Et pour encore mieux faire, le gouvernement remanié qui doit le conduire jusqu’à la fin de son mandat fait la part belle aux différents courants de la gauche qui étaient quelque peu en froid avec l’exécutif auparavant. Les écologistes, dans un accès d’immense bonté, reviennent à trois et oublient tout ce qui les séparait de François Hollande (déchéance de la nationalité, budget de la politique écologique). Jean-Marc Ayrault, premier Premier ministre de Hollande, symbole d’une certaine distance frondeuse, revient aussi à un poste relativement honorifique (Affaires étrangères) et nous gratifie immédiatement de quelques couacs à propos de l’aéroport Notre-Dame-des-Landes. Des ministères amusants sont créés : biodiversité (pour plaire aux écolos), égalité réelle (pour plaire à un peu tout le monde à gauche). Bref, François Hollande, Président de tous les Français, va mener dorénavant une politique dont la sensibilité apparente est clairement « de gauche ».

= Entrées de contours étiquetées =

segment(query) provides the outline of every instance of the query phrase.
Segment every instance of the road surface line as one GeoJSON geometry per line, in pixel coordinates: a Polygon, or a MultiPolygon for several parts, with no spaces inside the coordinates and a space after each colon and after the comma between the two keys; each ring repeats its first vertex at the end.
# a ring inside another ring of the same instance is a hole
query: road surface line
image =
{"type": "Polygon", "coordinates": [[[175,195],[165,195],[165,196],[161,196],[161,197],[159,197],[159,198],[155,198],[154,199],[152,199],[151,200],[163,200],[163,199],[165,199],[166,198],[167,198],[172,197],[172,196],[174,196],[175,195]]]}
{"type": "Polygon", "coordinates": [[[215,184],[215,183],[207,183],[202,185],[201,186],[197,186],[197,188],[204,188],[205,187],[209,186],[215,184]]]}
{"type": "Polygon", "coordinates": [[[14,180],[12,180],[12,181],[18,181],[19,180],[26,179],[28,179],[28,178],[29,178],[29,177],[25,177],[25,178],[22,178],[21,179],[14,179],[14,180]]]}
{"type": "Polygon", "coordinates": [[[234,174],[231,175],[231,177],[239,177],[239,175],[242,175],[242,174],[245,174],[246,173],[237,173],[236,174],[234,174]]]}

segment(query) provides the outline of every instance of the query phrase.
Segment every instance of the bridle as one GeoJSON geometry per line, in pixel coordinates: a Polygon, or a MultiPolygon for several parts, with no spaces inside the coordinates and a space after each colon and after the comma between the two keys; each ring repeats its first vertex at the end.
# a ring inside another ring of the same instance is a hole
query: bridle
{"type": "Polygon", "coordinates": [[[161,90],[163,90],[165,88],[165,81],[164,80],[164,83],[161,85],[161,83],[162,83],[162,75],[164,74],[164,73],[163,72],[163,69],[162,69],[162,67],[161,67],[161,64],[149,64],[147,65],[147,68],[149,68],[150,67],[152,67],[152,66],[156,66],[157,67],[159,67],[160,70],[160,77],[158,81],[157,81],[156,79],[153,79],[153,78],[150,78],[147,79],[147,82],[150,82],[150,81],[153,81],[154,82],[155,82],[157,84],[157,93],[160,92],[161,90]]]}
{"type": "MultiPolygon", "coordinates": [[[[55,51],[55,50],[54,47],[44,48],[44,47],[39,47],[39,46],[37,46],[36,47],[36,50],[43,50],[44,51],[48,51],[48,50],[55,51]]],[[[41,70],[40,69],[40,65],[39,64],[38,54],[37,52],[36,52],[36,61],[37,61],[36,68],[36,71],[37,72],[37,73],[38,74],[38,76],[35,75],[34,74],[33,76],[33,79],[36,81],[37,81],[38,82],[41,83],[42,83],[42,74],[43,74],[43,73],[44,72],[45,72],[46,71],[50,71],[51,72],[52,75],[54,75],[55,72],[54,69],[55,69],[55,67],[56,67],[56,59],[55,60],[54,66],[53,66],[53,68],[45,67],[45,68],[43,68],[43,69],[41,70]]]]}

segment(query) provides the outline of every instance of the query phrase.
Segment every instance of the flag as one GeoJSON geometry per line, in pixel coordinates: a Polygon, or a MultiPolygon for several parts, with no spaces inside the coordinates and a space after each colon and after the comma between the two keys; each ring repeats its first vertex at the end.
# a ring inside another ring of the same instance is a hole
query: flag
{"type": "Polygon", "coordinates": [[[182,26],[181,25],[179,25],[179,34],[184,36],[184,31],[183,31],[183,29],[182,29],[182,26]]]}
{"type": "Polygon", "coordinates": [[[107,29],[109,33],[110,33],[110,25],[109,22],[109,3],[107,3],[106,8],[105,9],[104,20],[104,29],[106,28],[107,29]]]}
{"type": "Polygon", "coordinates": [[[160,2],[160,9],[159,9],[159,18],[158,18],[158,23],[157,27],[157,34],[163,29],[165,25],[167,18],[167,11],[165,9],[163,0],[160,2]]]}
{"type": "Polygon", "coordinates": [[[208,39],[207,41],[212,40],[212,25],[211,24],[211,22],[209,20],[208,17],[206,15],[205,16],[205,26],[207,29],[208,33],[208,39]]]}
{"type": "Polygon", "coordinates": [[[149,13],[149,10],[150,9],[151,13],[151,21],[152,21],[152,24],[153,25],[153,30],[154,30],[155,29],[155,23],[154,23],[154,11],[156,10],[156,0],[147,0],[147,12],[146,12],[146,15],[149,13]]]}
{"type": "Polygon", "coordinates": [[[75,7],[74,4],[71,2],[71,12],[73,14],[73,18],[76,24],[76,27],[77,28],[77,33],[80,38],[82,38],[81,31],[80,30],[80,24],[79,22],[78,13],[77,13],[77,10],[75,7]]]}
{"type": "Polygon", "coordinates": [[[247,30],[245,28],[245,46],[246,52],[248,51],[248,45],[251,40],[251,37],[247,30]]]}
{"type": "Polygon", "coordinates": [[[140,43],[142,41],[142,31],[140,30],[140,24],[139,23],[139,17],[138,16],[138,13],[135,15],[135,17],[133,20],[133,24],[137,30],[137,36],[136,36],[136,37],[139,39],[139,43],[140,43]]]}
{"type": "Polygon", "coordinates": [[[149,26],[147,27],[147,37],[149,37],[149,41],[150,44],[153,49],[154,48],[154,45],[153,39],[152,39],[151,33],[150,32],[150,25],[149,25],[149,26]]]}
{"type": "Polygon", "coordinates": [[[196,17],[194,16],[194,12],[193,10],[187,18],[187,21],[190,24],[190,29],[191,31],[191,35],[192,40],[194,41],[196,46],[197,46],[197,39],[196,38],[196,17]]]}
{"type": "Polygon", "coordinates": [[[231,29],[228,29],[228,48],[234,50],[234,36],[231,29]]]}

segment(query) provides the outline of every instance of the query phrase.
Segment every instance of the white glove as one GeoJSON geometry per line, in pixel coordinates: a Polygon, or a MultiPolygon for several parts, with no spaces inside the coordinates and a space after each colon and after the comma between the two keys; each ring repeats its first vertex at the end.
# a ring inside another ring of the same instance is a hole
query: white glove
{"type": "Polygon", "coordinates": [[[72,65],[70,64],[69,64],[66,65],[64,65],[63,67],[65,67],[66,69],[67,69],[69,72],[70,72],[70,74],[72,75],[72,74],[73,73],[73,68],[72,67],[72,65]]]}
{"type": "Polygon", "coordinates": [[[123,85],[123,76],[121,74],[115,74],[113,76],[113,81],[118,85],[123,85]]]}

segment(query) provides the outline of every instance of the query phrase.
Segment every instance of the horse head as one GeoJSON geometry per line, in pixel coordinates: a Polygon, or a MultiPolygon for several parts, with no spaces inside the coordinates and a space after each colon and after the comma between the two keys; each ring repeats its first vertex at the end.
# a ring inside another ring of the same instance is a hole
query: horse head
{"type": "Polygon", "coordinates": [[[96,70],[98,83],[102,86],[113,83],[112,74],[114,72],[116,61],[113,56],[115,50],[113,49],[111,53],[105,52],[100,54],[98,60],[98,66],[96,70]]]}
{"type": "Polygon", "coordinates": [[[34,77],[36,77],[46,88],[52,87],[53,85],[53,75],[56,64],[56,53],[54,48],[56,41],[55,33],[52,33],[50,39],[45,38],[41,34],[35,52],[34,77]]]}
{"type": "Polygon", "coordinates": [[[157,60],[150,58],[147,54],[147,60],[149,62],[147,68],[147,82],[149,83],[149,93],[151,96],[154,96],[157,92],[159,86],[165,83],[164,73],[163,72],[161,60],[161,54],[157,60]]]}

= EXERCICES À RÉSOUDRE =
**A.** Répondez aux questions suivantes à partir de l'extrait sur le remaniement du gouvernement.
(i) À combien les écologistes reviennent-ils au gouvernement ?
(ii) À quel poste Jean-Marc Ayrault revient-il ?
(iii) Quels ministères sont créés ?
**B.** Traduisez en anglais cette phrase de l'extrait sur le remaniement du gouvernement : « Des ministères amusants sont créés : biodiversité (pour plaire aux écolos), égalité réelle (pour plaire à un peu tout le monde à gauche). »
**C.** Dites si chacune des affirmations suivantes concorde avec l'extrait sur le remaniement du gouvernement.
(i) Jean-Marc Ayrault a été le premier Premier ministre de François Hollande.
(ii) Le gouvernement remanié tient à l'écart les différents courants de la gauche.
(iii) Les écologistes reviennent au gouvernement à deux.

= RÉPONSES DÉTAILLÉES =
**A.**
(i) Ils reviennent à trois.
(ii) Il revient aux Affaires étrangères.
(iii) Un ministère de la biodiversité et un ministère de l'égalité réelle sont créés.

**B.** Amusing ministries are being created: biodiversity (to please the greens), real equality (to please more or less everyone on the left).

**C.**
(i) Oui : « Jean-Marc Ayrault, premier Premier ministre de Hollande ».
(ii) Non : « fait la part belle aux différents courants de la gauche ».
(iii) Non : « reviennent à trois ».